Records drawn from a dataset
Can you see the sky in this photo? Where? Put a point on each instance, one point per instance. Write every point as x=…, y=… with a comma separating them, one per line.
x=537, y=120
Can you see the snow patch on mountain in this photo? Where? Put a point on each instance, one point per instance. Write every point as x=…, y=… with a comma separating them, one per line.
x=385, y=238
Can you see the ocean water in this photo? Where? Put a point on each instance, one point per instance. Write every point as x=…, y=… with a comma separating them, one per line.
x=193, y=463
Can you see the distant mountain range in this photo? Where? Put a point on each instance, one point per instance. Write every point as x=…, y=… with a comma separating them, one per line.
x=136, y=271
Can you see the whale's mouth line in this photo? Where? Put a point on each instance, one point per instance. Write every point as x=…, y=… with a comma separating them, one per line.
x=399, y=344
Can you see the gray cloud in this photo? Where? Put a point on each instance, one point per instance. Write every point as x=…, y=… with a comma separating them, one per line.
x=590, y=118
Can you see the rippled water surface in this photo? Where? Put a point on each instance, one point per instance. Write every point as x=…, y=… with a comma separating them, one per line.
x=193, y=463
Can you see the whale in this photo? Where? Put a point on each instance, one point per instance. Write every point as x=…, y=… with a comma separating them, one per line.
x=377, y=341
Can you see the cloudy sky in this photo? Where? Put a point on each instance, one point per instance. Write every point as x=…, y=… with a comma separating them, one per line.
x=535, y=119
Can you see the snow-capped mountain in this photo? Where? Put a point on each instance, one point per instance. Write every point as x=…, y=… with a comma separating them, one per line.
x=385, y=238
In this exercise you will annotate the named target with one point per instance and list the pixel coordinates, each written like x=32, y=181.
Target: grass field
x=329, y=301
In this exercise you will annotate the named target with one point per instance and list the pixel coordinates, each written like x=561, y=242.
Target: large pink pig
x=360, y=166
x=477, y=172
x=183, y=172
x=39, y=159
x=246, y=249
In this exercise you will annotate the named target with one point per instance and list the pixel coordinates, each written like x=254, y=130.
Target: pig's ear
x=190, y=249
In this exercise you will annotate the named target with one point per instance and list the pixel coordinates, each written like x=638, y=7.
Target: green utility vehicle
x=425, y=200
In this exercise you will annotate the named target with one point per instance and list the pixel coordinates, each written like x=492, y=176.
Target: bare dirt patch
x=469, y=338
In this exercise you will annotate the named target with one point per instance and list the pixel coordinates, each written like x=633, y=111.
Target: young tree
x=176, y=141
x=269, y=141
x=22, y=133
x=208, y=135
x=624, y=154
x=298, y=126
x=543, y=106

Try it: Some lines above contain the word "list". Copy each of them.

Response box:
In this exercise you will annotate the named target with one point per instance and list the pixel coordinates, each written like x=32, y=181.
In this exercise you will annotate the named target with one point per instance and list the pixel coordinates, each written like x=561, y=242.
In this exercise you will annotate the named target with one point per instance and list the pixel coordinates, each written like x=254, y=130.
In this exercise you will annotate the named target with one point per instance and list the pixel coordinates, each written like x=638, y=7.
In this exercise you will annotate the named target with one point per instance and list the pixel coordinates, each written like x=492, y=176.
In this exercise you will annotate the named target with one point per instance and list the pixel coordinates, each written like x=633, y=111.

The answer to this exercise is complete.